# About this task
In the text below on Alzheimer's risk factors, rewrite the paragraph beginning "Women are at considerably more risk" as a short bulleted list that keeps its main facts.

# Selected text

=== Begin Enclosure ===

The Centers for Disease Control and Prevention estimates approximately 1.7 million Americans suffer from head injuries (traumatic brain injury) every year. Injury that results in the loss of consciousness or amnesia is considered a traumatic brain injury. Early adulthood head injury is strongly associated with development of Alzheimer’s disease later in life. Injuries resulting in skull fractures and long periods of amnesia put a person at greater risk. Researchers are still trying to determine why and how head injury contributes to the development of Alzheimer’s disease. Protective headgear and seat belts should be worn as often as possible to reduce head injury.
Additional factors, which are below, are suspected to contribute to the development of Alzheimer’s disease. However, scientists are not sure as to their direct link to the disease. More research will be needed to better understand the relationship between these factors and Alzheimer’s disease. In addition to the factors below, several others, such as smoking, stress, and depression, may put people at greater risk for developing Alzheimer’s disease.
Naturally occurring substances or chemicals that are found in our surroundings are considered to be environmental factors. Exposure to an abundant amount of these factors can cause many health problems, including AD. Exposure to natural minerals, such as lead, zinc, and iron, and chemicals, like benzene, toluene, fertilizers, and pesticides may increase one’s likelihood of developing Alzheimer’s.
Women are at considerably more risk for developing Alzheimer’s than men. This may be because women generally have a longer life expectancy than men, and the rate of AD increases with age. In addition, lower levels of estrogen after menopause increase women’s chances of developing AD.

=== End Enclosure ===

# Record extracts
=== Begin Enclosure ===

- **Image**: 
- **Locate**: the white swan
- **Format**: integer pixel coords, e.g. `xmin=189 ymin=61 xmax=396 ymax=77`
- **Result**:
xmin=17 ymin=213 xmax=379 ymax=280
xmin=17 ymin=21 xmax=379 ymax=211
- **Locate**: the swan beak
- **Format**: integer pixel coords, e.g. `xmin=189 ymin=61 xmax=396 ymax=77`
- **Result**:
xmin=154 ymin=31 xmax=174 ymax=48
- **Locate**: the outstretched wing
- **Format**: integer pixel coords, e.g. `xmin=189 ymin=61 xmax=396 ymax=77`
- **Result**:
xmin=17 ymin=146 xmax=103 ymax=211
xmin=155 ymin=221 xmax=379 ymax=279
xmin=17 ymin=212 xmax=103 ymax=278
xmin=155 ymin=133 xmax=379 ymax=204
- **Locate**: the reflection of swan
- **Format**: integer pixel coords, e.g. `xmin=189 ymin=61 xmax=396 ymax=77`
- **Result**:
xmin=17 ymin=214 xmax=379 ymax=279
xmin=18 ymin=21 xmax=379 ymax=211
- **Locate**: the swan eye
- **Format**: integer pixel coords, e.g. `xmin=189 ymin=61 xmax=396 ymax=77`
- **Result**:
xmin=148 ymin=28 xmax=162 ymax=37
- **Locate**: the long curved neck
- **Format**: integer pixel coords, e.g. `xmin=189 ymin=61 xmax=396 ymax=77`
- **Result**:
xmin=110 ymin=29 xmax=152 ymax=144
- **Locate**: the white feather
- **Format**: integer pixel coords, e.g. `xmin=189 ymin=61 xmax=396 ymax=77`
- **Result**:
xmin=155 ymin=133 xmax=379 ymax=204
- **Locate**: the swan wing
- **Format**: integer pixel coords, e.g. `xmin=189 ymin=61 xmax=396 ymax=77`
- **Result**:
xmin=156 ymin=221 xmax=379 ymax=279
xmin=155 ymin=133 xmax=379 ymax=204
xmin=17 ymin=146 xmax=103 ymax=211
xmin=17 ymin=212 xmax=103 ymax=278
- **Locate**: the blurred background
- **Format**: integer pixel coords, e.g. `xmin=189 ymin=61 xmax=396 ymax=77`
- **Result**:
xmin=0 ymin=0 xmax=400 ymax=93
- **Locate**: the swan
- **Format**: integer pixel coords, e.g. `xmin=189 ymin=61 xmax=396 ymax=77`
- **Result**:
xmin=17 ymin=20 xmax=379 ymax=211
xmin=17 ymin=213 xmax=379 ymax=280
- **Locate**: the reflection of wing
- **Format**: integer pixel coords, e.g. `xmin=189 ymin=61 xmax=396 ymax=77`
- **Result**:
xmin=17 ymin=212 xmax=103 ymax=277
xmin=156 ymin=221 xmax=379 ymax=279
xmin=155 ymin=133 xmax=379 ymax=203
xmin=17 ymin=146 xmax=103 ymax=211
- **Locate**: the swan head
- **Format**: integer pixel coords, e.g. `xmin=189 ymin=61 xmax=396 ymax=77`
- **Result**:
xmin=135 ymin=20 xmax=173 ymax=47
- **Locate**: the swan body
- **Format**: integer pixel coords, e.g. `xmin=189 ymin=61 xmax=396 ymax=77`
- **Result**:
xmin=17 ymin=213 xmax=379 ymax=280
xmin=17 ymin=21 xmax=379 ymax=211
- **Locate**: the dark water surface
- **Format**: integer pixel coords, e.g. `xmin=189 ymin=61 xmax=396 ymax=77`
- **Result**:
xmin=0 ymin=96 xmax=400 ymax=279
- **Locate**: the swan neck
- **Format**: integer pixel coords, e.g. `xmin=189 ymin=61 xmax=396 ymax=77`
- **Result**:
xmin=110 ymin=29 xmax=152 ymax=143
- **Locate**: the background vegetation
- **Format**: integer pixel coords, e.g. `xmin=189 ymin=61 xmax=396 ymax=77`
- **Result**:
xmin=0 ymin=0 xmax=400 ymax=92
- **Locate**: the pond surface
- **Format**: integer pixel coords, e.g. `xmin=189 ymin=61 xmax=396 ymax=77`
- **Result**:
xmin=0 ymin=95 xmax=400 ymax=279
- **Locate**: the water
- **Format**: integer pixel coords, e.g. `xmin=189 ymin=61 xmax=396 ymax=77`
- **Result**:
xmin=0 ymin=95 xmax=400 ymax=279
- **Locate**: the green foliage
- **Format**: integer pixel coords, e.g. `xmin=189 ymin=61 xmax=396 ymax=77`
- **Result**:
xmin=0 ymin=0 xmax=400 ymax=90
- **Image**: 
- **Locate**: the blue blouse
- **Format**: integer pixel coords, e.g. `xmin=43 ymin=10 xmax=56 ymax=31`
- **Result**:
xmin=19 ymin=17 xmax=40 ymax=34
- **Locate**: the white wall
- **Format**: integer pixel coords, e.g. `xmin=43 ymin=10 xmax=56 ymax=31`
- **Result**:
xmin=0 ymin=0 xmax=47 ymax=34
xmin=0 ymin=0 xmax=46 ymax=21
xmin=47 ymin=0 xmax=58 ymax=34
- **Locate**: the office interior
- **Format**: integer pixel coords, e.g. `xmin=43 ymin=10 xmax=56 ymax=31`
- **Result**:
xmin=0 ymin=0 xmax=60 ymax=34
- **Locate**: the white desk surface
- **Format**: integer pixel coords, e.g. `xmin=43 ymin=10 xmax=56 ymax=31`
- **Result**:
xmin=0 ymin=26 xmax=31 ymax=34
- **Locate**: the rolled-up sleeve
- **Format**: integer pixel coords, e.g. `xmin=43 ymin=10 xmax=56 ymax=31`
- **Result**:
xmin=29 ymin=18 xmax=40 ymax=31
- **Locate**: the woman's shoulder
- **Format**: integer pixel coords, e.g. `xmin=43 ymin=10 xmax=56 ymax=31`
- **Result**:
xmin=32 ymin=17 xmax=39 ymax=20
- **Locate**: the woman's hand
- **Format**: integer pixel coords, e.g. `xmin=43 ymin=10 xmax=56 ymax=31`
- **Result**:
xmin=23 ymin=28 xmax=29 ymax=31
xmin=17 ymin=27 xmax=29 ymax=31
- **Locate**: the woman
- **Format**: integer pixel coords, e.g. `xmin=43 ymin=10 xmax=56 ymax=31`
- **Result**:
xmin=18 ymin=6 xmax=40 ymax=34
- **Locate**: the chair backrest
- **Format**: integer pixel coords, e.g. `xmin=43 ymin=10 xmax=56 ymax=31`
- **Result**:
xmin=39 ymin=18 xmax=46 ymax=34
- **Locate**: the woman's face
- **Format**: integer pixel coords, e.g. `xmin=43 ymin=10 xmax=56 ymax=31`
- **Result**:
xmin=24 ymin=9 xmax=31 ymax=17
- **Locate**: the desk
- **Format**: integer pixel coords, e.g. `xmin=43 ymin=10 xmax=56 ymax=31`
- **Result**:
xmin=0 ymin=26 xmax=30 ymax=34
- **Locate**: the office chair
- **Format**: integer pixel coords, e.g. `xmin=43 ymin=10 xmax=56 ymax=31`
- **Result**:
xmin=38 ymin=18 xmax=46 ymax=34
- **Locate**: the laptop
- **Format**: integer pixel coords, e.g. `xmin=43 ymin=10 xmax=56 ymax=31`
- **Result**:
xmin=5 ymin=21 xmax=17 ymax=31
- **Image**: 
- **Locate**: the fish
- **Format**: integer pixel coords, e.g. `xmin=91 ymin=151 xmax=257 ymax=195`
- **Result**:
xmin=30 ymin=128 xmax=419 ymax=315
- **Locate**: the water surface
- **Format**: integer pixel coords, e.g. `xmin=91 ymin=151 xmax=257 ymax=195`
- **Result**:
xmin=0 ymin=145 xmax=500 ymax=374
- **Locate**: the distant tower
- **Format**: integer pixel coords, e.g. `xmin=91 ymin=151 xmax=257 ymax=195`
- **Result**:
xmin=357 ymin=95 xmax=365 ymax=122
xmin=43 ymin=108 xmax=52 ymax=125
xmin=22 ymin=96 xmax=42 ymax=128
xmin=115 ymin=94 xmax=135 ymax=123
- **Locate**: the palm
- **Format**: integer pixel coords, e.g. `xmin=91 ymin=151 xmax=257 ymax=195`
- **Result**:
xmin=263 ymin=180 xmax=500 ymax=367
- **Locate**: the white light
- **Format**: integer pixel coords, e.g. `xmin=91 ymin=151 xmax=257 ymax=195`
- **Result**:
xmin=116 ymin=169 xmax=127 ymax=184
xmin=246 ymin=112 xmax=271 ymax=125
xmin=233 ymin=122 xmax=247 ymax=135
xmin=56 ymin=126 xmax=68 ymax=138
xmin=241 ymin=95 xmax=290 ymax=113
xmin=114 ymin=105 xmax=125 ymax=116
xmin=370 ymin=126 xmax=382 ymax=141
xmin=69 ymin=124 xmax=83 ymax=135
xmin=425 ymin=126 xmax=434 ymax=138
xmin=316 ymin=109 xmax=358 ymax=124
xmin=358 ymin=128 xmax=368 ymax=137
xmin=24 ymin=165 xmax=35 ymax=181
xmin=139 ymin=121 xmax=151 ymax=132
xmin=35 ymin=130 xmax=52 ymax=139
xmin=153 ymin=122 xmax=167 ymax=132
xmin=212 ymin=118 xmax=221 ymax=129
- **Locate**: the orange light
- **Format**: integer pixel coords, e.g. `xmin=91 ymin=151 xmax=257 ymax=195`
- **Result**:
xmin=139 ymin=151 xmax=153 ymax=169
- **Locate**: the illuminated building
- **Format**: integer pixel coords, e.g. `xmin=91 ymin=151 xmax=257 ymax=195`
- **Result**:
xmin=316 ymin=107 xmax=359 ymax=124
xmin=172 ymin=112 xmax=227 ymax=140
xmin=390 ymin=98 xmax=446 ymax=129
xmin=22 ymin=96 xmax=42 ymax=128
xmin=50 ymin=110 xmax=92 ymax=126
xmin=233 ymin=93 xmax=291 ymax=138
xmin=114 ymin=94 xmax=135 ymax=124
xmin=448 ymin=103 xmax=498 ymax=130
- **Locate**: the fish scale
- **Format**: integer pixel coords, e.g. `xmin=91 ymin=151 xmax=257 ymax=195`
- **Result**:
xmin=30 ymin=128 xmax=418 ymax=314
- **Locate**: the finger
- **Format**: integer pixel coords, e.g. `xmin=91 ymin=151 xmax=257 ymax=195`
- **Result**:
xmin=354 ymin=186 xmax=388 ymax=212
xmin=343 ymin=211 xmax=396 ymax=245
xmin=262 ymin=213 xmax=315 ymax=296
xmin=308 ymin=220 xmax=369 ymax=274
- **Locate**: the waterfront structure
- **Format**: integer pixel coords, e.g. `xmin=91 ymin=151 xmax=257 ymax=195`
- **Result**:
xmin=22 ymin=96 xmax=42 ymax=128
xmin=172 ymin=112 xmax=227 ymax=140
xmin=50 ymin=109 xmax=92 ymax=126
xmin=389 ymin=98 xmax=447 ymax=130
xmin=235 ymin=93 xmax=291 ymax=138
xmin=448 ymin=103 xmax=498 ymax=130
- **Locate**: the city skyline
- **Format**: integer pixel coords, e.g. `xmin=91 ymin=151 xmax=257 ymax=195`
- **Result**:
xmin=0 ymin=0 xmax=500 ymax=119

=== End Enclosure ===

# Answer section
- Women are at considerably greater risk of developing Alzheimer's than men.
- One possible reason is that women generally live longer than men, and the rate of Alzheimer's rises with age.
- Lower estrogen levels after menopause also increase women's chances of developing the disease.